▸ **TASK PROMPT**: Count the lines in the data below that contain the string "baby", treating uppercase and lowercase as different. Reply with only the number.

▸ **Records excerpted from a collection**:
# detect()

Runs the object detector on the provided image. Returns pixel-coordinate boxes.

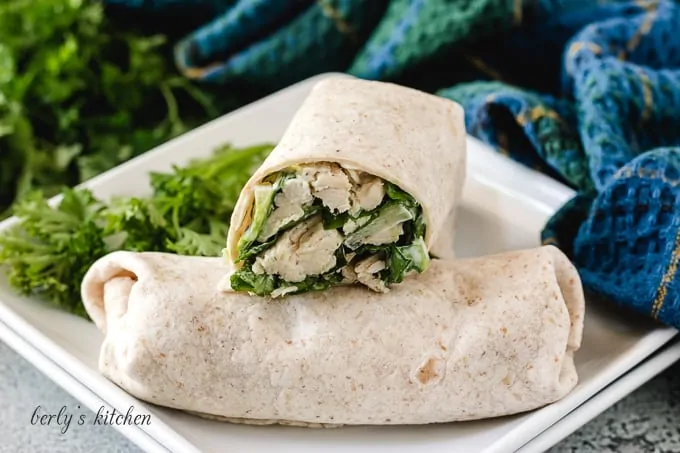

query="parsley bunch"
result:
[0,144,273,316]
[0,0,228,218]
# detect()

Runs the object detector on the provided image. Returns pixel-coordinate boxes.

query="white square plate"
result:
[0,74,676,453]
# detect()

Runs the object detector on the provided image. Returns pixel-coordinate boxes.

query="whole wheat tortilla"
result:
[227,77,467,262]
[82,246,584,426]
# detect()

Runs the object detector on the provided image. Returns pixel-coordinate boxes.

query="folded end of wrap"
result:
[544,245,586,354]
[80,251,147,333]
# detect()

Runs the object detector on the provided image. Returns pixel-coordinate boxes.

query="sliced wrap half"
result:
[82,246,584,426]
[225,78,466,297]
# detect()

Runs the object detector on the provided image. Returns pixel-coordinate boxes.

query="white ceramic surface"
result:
[0,75,676,453]
[517,340,680,453]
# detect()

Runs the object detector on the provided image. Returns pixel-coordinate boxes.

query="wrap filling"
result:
[230,163,430,297]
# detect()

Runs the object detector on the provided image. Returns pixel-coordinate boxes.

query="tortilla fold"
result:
[226,78,467,297]
[82,246,585,426]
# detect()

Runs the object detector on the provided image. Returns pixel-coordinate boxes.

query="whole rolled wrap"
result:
[82,246,584,426]
[225,78,466,297]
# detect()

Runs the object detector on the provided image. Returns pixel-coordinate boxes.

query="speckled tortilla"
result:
[82,246,584,426]
[227,77,467,262]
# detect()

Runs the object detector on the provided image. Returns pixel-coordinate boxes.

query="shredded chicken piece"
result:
[257,178,314,242]
[253,216,342,283]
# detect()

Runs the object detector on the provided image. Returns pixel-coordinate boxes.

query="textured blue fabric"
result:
[107,0,680,328]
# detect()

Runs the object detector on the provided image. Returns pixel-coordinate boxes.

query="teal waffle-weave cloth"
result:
[107,0,680,328]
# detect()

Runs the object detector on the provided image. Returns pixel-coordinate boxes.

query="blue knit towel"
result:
[108,0,680,328]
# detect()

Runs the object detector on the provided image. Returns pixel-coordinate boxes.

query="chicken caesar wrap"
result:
[225,78,466,297]
[82,246,585,426]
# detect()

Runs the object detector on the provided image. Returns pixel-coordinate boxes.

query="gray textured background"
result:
[0,342,680,453]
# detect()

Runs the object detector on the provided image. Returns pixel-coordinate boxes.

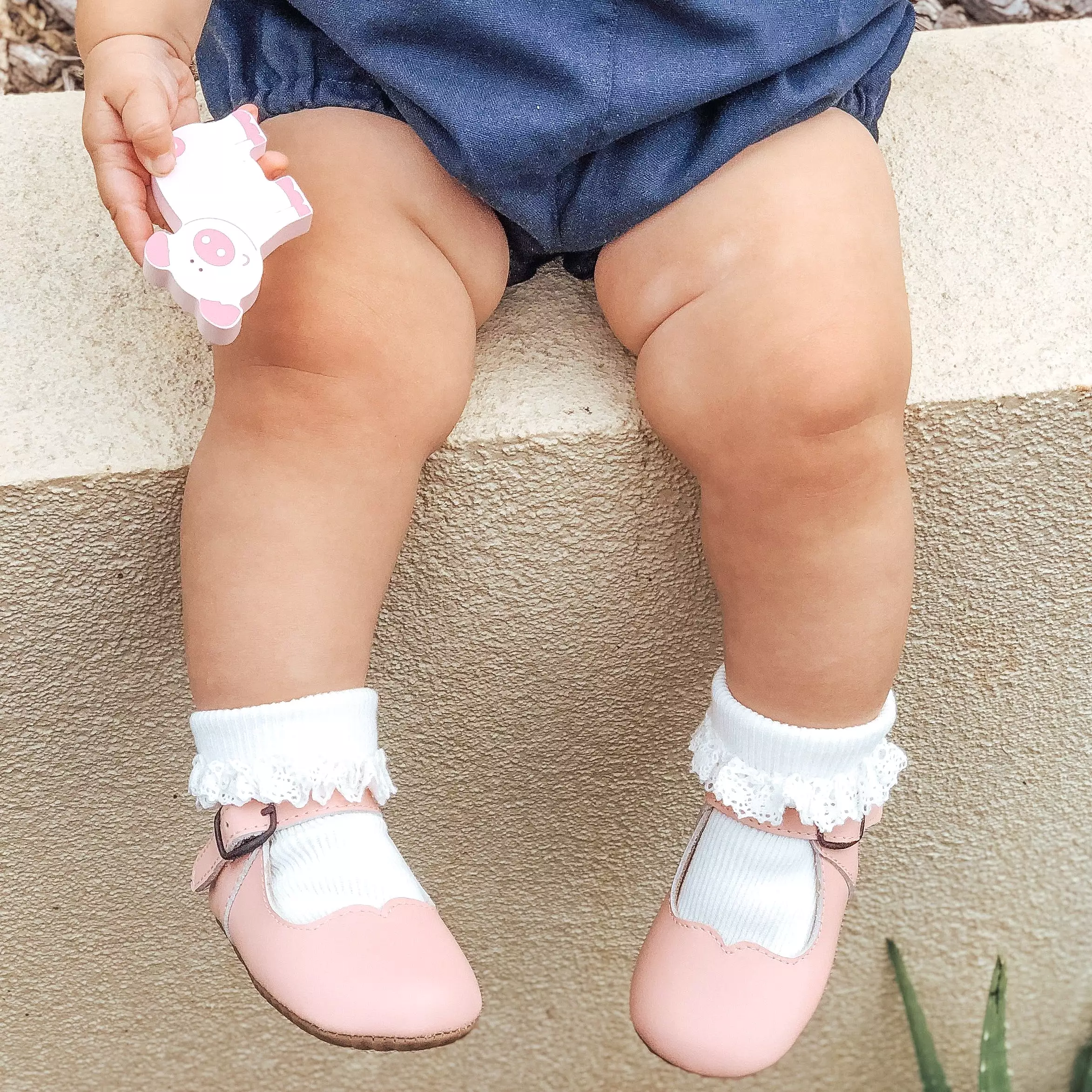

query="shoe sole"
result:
[239,949,477,1051]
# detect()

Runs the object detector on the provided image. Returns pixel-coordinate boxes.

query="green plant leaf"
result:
[1069,1038,1092,1092]
[978,956,1012,1092]
[888,939,951,1092]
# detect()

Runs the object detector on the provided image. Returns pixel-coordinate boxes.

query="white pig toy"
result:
[144,108,311,345]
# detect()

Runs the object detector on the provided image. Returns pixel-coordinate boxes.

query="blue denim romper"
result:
[196,0,914,284]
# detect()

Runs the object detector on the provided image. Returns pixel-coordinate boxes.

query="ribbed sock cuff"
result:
[690,667,906,831]
[190,687,395,808]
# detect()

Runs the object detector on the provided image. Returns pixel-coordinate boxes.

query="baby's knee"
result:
[638,301,910,488]
[214,297,473,461]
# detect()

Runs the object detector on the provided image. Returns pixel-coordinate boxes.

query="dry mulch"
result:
[0,0,1092,95]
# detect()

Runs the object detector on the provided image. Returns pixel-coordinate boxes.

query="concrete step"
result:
[0,22,1092,1092]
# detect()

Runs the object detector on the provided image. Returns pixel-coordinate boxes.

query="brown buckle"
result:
[816,815,868,849]
[212,804,276,861]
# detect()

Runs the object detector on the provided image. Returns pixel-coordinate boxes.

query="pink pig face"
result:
[148,220,262,313]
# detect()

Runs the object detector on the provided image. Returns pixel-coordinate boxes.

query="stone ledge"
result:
[0,21,1092,483]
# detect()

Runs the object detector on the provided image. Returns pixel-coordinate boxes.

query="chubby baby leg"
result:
[182,109,508,709]
[182,109,508,1050]
[596,110,913,1076]
[596,110,913,727]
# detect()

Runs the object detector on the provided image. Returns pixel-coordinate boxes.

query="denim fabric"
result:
[198,0,914,283]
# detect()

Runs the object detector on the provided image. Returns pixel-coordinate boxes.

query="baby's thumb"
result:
[121,82,175,175]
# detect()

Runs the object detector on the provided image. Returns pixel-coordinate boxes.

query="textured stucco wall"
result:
[0,15,1092,1092]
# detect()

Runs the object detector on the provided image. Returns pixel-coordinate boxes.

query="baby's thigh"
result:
[595,110,910,465]
[215,108,508,452]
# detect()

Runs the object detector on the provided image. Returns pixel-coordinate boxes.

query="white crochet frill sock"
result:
[190,688,430,925]
[676,667,906,959]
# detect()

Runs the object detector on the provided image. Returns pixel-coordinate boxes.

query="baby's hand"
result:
[83,34,288,264]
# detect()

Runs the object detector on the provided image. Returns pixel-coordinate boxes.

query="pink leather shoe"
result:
[192,793,482,1051]
[629,794,883,1077]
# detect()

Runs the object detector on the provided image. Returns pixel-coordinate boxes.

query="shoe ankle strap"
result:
[706,793,883,849]
[190,792,379,892]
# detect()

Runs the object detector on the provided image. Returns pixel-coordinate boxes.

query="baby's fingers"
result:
[111,80,175,175]
[258,152,288,181]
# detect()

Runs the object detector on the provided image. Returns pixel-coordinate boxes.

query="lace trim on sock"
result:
[190,749,398,808]
[690,715,906,832]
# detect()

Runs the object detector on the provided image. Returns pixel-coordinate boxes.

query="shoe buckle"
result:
[816,816,867,849]
[212,804,276,861]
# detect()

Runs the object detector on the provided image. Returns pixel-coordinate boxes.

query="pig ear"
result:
[144,231,170,270]
[199,299,243,330]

▸ **REPLY TO THE EXERCISE**: 6